[[ Dataset, beginning ]]

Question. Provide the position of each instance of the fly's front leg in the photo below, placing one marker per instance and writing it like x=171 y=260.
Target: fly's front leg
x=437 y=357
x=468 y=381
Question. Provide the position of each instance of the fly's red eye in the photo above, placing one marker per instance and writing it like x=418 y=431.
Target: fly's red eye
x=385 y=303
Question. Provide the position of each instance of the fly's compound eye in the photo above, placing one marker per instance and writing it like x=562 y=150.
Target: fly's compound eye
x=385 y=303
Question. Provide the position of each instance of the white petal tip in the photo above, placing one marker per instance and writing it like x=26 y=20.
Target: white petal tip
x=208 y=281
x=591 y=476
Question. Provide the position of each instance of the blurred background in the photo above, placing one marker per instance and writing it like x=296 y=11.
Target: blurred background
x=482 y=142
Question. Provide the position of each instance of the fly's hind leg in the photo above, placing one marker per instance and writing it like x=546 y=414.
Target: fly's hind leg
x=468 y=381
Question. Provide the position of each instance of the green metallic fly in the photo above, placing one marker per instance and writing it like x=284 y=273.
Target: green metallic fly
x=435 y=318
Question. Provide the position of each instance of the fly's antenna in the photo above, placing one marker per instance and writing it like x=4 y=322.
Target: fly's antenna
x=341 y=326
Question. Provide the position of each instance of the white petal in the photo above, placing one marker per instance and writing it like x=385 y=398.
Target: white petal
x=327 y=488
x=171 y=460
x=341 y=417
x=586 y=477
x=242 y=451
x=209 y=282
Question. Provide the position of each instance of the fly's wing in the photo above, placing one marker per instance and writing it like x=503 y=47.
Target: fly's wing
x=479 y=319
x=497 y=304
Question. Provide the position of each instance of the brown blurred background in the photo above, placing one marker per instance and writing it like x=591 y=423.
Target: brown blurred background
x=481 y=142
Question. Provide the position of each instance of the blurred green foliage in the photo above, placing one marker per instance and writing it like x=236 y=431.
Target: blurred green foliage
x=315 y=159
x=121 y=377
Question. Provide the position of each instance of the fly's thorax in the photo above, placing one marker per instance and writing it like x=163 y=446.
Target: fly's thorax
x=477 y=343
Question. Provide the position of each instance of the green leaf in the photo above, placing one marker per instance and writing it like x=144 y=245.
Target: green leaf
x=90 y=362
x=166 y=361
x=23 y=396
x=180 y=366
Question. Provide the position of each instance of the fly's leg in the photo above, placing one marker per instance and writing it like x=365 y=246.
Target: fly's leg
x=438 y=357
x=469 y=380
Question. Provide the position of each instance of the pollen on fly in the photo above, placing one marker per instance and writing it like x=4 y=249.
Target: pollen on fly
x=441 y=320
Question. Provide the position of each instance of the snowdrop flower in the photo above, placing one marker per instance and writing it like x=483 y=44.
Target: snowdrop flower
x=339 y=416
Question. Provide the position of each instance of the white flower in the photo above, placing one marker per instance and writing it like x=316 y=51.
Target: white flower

[[ Dataset, end ]]
[[ Dataset, beginning ]]

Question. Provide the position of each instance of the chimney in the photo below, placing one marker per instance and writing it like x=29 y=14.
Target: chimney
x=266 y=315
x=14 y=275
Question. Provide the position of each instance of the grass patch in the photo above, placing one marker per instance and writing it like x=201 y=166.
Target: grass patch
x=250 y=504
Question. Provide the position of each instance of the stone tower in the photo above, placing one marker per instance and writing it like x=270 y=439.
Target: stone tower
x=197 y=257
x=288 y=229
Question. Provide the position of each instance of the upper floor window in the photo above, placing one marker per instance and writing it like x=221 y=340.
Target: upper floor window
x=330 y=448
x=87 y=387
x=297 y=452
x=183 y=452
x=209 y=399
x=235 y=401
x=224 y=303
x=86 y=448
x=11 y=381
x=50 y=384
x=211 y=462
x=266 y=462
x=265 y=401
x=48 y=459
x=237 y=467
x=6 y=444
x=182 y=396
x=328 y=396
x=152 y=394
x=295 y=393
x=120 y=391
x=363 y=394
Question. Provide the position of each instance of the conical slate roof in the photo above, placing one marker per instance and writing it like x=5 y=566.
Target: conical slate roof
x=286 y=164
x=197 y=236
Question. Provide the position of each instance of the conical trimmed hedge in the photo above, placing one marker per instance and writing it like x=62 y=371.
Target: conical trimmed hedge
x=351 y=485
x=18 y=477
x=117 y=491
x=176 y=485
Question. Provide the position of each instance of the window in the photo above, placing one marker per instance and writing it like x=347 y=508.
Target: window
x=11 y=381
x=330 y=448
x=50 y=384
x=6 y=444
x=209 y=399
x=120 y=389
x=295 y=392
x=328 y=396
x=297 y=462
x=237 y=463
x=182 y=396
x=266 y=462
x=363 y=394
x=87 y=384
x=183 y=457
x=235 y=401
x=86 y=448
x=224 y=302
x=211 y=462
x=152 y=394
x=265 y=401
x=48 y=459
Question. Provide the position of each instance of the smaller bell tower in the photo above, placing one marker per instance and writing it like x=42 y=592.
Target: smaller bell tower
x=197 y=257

[[ Dataset, end ]]

What this task involves: Reproduce the lines of the entries above from the one with "Target: fly's wing" to the one with "Target: white flower", both included, exactly and without any other line.

Response box:
Target: fly's wing
x=479 y=319
x=497 y=304
Question. Provide the position of each instance of the brown blurred background in the photo above, placing one marker per instance and writing it like x=591 y=423.
Target: brown blurred background
x=481 y=142
Question. Provide the position of each instance of the blurred green foliage in the photo above, placing one marker per instance and writing it like x=236 y=431.
Target: blurred green foliage
x=315 y=159
x=121 y=377
Question. Provide the position of each instance of the fly's thorax in the photo above, placing one marker per instance and writing it like x=163 y=446.
Target: fly's thorax
x=477 y=343
Question. Provide the position of each instance of the green leaf in the photo above, placing one marker per instance and writing it like x=144 y=245.
Target: green leaf
x=90 y=362
x=166 y=361
x=23 y=396
x=180 y=366
Question. Provide the position of each instance of the fly's leg in the photo above, placing one marker per instance and writing it like x=365 y=246.
Target: fly's leg
x=438 y=357
x=469 y=380
Question. Provide the position of each instance of the pollen on fly in the photo above, placing one marker per instance and writing it like x=4 y=249.
Target: pollen on fly
x=441 y=320
Question. Provide the position of each instance of the snowdrop flower in the photo above, placing one marker per instance and writing it like x=483 y=44.
Target: snowdrop flower
x=339 y=416
Question. Provide the position of each instance of the white flower in the photo above, placing one marker per instance and writing it like x=316 y=51.
Target: white flower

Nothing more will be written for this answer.